● PROMPT 1
Pull out every line of the entries below that contains the string "floor", copying each one whole. Case counts.

● SUPPLIED PASSAGE

____________

So, that's that really. Note to self: don't treat UIKit like it's just AppKit, you'll end up wasting a day of code.

Friday, April 02, 2010

On writing a book

Well, I've performed my final author's review, and Professional Cocoa Application Security is all with the printers. This post is about my experiences writing the book, not the book material itself.

My original motivation for writing PCAS was that it was a topic someone needed to talk about, and nobody had hitherto done the talking. I was actually initially approached by Wiley to see if I'd write anything at all - their commissioning editor had seen my Objective-C FAQ and this blog, and liked my style. I said that I didn't want to write a book, I wanted to write this book. It was the best way I could pay back the community that has helped me so much in the years I've been a Mac developer.

It took about 6 months to write the draft - my original estimate was much shorter but once we realised I couldn't meet that we revised it, after which I stayed on track with the updated schedule. That's six months of nearly full time work. Some other books probably don't take so long, but in this case I had set myself a very ambitious scope and needed to research quite a lot of the topics before I could write on them. If you've already got a series of blog posts, training material or something that you just want to turn into a book, I can imagine the drafting process being much quicker.

I've found that book authorship is not the best vehicle for self-study. You get a biased view of the material, looking for things that would be interesting to readers rather than things you will need to use yourself. Because the goal of the book is to provide utility to the readers, you end up with a gotcha-oriented approach to research, looking for the subtle benefits or issues that are not obvious on a casual inspection. That said, it was still a good motivation to learn about the technologies I wrote about, so I'm glad I did it. Parts of the writing process were a lot of fun: I got to find out about some cool frameworks and APIs, absorb loads of information and re-emit it in a form that is, I hope, engaging and interesting. I've looked at my bookshelves and have about 6ft of books that I used as source material - and that doesn't include websites, ebooks and journal papers. On the other hand, I'm not going to deny that I had occasional days that just felt like a long slog to get the day's section written. I didn't mind solving hard problems, but there are some subjects that just seem impossible to say anything interesting about. It's when writing those sections that you find yourself staring at a half-written sentence for an hour, wondering just what it was you were thinking when you wrote the ToC.

____________

● ENTRIES SHOWN
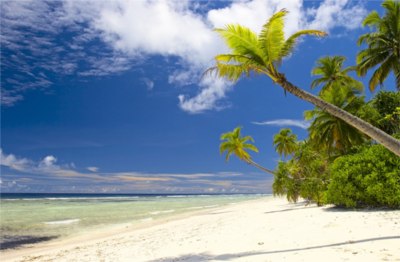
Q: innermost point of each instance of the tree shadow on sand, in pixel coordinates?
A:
(228, 257)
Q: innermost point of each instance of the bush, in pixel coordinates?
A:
(370, 177)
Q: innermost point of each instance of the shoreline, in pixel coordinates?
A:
(265, 229)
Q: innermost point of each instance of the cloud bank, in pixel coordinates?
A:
(46, 175)
(285, 123)
(96, 38)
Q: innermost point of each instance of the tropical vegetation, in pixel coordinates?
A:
(263, 53)
(383, 45)
(351, 157)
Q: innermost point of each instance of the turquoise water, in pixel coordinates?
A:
(34, 219)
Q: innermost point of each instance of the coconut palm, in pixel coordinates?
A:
(285, 142)
(234, 143)
(332, 75)
(330, 132)
(337, 88)
(383, 45)
(262, 54)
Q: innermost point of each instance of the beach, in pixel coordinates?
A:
(266, 229)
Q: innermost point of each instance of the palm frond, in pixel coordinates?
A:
(272, 37)
(372, 19)
(241, 40)
(380, 74)
(289, 44)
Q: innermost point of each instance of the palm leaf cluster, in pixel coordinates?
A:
(260, 54)
(285, 142)
(383, 45)
(237, 145)
(332, 75)
(234, 144)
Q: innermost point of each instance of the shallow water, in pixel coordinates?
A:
(30, 219)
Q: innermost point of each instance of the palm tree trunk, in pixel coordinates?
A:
(251, 162)
(378, 135)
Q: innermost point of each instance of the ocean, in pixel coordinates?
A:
(32, 218)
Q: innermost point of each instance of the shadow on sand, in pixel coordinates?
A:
(228, 257)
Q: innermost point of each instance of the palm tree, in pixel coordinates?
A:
(337, 88)
(330, 132)
(234, 143)
(383, 50)
(332, 75)
(263, 53)
(285, 142)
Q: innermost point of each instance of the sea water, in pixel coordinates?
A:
(31, 218)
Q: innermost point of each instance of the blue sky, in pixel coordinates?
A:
(107, 96)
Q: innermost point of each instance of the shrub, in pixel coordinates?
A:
(370, 177)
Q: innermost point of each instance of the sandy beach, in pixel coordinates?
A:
(266, 229)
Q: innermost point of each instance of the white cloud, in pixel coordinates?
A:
(213, 90)
(149, 83)
(336, 13)
(133, 30)
(11, 161)
(284, 123)
(93, 169)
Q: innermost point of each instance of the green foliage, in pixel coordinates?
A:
(305, 175)
(382, 53)
(285, 142)
(329, 132)
(234, 143)
(332, 75)
(261, 53)
(370, 177)
(383, 111)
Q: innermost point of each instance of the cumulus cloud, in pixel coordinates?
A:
(97, 38)
(11, 161)
(47, 175)
(93, 169)
(285, 123)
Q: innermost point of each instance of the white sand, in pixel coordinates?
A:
(262, 230)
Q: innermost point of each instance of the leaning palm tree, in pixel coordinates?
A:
(285, 142)
(234, 143)
(263, 53)
(331, 74)
(329, 132)
(383, 45)
(340, 89)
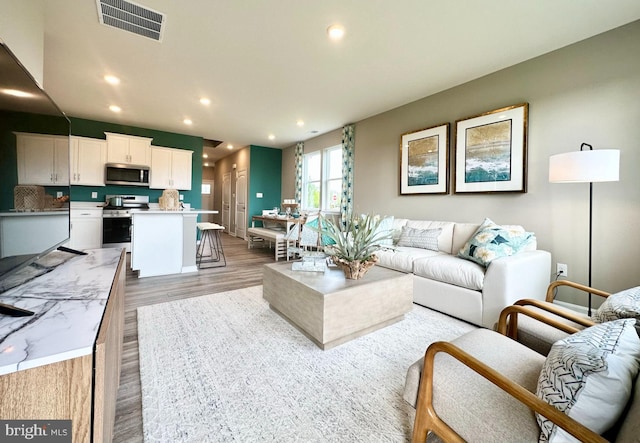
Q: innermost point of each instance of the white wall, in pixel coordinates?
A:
(587, 92)
(22, 30)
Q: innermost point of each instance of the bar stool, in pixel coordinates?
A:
(210, 235)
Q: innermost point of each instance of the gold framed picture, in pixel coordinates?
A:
(491, 151)
(424, 161)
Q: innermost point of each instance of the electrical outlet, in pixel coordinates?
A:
(562, 269)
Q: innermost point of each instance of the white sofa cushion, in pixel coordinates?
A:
(462, 232)
(396, 226)
(446, 236)
(449, 269)
(420, 238)
(401, 258)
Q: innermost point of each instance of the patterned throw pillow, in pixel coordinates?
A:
(589, 376)
(623, 304)
(493, 241)
(419, 238)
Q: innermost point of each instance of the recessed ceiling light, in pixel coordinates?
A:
(112, 79)
(17, 93)
(335, 32)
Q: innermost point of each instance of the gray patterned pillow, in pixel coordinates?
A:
(420, 238)
(589, 376)
(623, 304)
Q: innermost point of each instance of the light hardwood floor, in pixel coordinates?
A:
(244, 269)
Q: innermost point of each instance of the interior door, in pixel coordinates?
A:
(226, 201)
(241, 203)
(207, 200)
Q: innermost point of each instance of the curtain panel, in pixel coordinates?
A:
(348, 148)
(299, 155)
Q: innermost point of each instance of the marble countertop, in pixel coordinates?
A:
(56, 211)
(68, 303)
(182, 212)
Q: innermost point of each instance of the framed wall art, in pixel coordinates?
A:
(491, 151)
(424, 161)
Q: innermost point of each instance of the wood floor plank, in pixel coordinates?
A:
(244, 269)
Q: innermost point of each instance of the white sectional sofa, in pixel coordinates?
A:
(459, 287)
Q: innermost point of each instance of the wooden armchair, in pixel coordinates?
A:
(522, 320)
(481, 387)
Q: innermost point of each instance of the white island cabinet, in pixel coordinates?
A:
(164, 242)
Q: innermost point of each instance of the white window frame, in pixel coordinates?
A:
(324, 181)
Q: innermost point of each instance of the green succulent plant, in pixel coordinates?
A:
(357, 239)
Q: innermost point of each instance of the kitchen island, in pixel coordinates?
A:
(164, 242)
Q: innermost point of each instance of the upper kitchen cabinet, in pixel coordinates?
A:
(128, 149)
(170, 168)
(88, 156)
(42, 159)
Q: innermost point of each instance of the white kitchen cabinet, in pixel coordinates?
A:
(42, 159)
(128, 149)
(88, 156)
(86, 228)
(170, 168)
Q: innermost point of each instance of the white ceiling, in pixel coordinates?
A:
(266, 64)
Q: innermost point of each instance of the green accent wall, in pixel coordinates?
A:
(96, 129)
(11, 122)
(265, 176)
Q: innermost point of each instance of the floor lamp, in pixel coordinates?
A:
(586, 166)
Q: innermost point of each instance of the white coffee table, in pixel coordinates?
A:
(331, 310)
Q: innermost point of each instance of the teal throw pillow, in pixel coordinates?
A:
(492, 241)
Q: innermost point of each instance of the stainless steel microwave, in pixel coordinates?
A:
(123, 174)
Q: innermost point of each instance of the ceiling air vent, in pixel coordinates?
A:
(131, 17)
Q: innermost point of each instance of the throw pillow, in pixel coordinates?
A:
(419, 238)
(385, 228)
(493, 241)
(589, 376)
(623, 304)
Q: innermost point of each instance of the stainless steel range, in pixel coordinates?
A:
(116, 219)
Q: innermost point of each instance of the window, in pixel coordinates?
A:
(322, 180)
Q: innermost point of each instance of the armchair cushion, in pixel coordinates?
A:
(589, 376)
(623, 304)
(493, 241)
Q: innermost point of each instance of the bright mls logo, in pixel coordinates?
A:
(37, 431)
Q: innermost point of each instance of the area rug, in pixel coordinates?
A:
(226, 368)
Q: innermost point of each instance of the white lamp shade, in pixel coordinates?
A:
(602, 165)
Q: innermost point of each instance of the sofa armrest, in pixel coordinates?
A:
(509, 279)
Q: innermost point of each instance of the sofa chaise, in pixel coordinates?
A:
(460, 287)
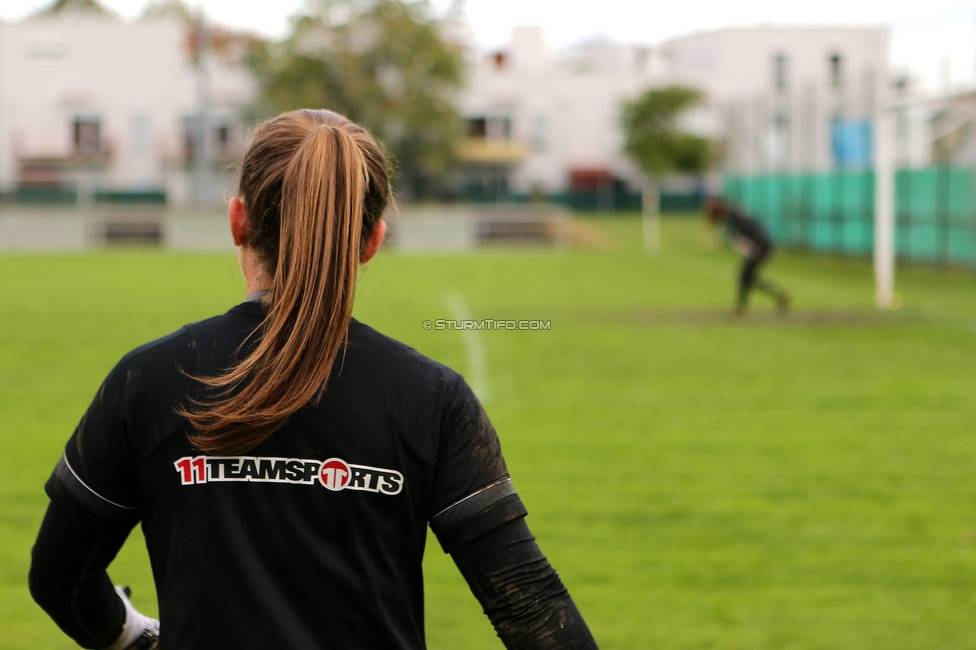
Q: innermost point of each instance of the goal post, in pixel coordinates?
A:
(884, 208)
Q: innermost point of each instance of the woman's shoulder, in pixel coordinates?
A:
(183, 348)
(406, 364)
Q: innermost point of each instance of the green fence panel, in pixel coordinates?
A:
(833, 212)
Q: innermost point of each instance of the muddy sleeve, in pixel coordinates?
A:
(472, 492)
(68, 578)
(520, 591)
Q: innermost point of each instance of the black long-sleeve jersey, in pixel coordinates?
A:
(314, 538)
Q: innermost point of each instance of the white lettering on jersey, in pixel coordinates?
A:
(333, 474)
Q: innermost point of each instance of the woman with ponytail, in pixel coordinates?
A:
(285, 460)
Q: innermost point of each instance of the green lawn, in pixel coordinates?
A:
(801, 483)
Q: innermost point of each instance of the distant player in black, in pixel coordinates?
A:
(749, 238)
(285, 460)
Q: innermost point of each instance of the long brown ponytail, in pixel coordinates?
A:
(314, 186)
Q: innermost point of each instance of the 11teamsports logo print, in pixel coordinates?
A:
(333, 474)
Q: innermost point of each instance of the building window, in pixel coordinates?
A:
(538, 134)
(223, 142)
(87, 136)
(140, 134)
(478, 128)
(780, 72)
(836, 70)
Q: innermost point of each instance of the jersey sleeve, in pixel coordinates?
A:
(96, 476)
(472, 491)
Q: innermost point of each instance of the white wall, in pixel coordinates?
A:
(137, 78)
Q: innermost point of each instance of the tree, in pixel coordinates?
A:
(655, 140)
(385, 64)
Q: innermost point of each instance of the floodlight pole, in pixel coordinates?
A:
(884, 208)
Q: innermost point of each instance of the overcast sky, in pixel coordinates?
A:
(926, 33)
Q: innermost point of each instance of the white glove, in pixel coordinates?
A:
(138, 632)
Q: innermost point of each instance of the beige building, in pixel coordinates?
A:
(546, 121)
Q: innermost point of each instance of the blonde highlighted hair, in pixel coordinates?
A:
(314, 186)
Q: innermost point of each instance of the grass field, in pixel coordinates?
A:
(805, 483)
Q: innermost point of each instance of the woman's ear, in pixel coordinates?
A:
(374, 243)
(238, 221)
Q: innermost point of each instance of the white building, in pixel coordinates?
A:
(541, 121)
(92, 104)
(788, 98)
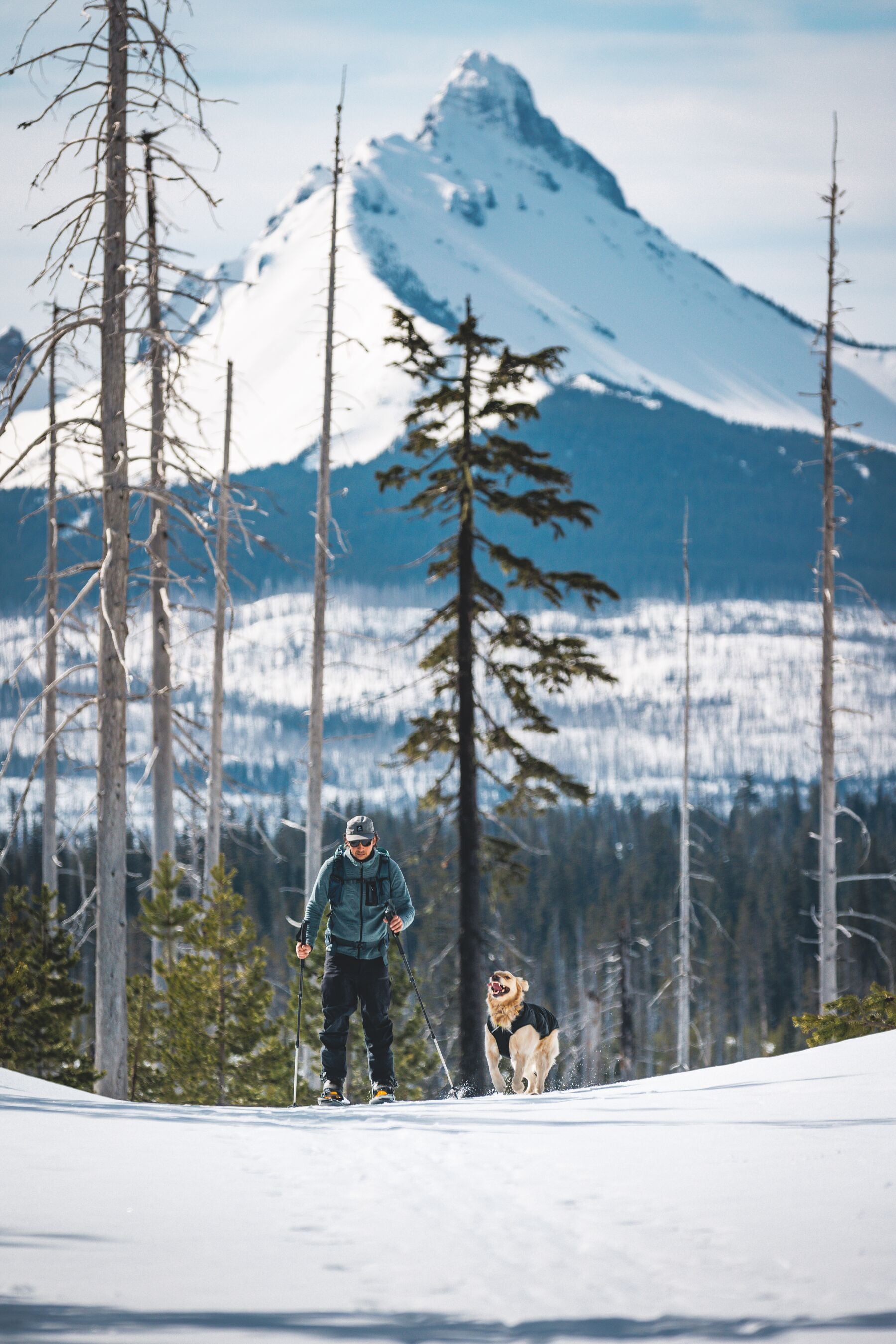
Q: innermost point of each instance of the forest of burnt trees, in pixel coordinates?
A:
(618, 913)
(598, 904)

____________

● PROMPT 2
Using the post about writing a book above, answer these:
(a) How long did the draft take to write?
(b) Which publisher first approached the author?
(c) About how much shelf space do the books used as source material take up?

● CORRECT RESULT 1
Q: innermost point of each instance of the light hardwood floor, in pixel coordinates?
Q: innermost point of each instance of the wood floor plank, in pixel coordinates?
Q: innermost point of each instance of the floor lamp, in pixel coordinates?

● CORRECT RESULT 2
(a) About 6 months
(b) Wiley
(c) About 6ft